▶ **PROVIDED ENTRIES**
-- begin --

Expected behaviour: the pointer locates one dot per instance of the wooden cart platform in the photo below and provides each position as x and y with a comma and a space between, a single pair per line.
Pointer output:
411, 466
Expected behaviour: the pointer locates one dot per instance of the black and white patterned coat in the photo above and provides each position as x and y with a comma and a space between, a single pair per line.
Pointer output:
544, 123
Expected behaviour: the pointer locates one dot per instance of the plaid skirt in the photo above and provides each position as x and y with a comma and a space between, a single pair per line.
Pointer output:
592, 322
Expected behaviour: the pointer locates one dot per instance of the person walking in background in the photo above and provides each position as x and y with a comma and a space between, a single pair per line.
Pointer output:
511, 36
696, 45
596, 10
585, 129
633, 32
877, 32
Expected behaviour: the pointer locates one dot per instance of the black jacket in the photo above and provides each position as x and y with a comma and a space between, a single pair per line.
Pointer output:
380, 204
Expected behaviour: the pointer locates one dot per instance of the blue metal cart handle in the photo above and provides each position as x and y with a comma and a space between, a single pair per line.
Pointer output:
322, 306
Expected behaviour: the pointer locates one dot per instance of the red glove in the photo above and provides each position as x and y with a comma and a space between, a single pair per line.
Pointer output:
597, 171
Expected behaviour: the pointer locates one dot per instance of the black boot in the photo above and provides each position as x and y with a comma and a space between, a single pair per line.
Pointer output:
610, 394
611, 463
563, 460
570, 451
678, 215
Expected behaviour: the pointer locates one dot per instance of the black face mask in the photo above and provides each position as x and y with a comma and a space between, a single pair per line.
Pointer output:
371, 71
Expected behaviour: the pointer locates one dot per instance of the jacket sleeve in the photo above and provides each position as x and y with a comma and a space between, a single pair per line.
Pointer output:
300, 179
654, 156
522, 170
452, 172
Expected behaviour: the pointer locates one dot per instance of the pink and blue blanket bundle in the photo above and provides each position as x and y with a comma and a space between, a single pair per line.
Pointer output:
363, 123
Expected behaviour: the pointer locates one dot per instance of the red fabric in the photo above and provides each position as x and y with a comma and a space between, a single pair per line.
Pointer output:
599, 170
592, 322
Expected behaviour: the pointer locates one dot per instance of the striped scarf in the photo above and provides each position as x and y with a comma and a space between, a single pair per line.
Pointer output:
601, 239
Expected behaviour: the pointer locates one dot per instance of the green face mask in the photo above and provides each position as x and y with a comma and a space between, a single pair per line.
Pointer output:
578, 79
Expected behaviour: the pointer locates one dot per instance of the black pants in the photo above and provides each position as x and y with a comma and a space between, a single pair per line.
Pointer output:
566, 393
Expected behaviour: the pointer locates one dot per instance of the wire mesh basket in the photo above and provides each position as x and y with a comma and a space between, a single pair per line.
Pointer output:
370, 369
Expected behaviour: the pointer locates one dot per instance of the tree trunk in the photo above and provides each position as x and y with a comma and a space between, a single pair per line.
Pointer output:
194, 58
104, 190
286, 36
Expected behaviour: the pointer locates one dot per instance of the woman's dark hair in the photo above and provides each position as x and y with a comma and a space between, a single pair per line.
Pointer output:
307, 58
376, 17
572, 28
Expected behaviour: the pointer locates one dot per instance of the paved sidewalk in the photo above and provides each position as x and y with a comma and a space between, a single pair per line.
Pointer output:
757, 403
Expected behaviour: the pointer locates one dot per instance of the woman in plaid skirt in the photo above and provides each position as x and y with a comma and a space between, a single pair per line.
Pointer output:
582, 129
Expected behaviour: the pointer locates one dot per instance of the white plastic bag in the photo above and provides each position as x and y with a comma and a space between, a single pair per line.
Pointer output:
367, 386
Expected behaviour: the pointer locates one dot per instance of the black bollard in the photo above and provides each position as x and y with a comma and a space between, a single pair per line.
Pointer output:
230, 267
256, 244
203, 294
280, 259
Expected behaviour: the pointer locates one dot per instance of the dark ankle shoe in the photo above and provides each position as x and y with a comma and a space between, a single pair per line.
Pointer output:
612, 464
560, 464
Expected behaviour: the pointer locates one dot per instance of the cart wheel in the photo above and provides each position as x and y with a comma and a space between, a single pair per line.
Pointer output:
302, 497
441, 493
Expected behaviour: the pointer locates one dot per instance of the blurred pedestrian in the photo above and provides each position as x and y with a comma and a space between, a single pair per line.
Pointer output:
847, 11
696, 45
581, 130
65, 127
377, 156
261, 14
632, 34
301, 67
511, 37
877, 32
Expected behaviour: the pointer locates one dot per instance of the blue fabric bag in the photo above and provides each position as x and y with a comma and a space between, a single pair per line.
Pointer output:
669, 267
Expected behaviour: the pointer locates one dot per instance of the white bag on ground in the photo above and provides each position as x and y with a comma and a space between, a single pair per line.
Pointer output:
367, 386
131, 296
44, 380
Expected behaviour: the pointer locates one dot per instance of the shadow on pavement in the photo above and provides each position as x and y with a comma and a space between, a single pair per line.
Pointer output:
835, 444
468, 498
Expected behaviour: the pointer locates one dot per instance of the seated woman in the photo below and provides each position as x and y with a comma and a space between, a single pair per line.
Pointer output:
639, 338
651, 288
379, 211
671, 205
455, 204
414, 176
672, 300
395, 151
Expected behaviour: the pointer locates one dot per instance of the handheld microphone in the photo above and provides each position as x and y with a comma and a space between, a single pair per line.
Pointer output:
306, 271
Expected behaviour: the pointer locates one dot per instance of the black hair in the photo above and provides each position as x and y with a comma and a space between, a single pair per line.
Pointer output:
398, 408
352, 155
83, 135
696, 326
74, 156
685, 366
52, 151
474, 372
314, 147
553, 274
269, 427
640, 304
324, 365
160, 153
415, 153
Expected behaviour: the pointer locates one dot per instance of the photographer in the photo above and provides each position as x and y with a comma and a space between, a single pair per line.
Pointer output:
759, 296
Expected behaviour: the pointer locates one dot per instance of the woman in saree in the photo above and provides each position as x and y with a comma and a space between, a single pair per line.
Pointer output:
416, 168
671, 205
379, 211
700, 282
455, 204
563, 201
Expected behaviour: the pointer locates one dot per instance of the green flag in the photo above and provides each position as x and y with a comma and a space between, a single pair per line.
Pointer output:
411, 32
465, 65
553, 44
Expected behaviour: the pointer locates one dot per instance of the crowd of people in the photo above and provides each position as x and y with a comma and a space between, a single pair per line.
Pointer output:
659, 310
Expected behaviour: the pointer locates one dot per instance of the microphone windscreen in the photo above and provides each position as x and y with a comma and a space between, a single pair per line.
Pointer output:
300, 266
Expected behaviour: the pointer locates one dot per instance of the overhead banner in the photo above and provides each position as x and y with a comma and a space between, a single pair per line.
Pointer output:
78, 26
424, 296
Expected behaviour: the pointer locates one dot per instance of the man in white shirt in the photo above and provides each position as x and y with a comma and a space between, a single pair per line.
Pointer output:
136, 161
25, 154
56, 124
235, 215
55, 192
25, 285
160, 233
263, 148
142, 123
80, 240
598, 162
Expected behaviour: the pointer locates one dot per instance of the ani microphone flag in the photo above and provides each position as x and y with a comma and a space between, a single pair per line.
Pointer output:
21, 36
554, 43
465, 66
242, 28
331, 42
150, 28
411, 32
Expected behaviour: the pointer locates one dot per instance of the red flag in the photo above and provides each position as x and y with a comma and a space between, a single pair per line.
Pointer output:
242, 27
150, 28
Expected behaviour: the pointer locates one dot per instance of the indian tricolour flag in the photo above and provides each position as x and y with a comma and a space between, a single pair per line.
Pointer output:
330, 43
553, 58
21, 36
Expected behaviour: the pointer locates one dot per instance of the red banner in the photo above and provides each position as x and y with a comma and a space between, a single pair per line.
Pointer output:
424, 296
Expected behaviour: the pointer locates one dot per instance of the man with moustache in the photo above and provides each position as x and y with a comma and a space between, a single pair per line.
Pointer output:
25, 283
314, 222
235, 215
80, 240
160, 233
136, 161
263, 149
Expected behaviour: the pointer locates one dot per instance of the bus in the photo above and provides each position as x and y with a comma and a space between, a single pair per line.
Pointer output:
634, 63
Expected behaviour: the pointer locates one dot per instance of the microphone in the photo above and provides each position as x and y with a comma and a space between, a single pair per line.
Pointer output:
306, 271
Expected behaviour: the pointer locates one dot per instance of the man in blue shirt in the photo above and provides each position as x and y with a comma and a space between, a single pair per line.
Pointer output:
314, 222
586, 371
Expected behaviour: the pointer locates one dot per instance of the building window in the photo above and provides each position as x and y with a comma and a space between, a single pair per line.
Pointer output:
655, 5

-- end --

▶ **TASK REQUIREMENTS**
Locate the line that contains "the microphone in", then please quote it and every line after it to the end of the entries above, exactly and with nothing else.

▶ **RESPONSE**
Expected behaviour: the pointer locates one dot per instance of the microphone in the photo above and provides each position as x and y with a comma and a space between, a single pair per line.
Pointer output:
306, 271
Expected behaviour: the pointer locates one dot per instance of the man in blue shirt in the photo above and provides each position as x and y with a comma and a space between, a single pair per line.
Pointer output:
314, 222
586, 371
Expected behaviour: the pointer locates one dot per instance of the building window in the photo above and provides each position as x and y with a comma and a space between, a single pair per line.
Pointer output:
655, 5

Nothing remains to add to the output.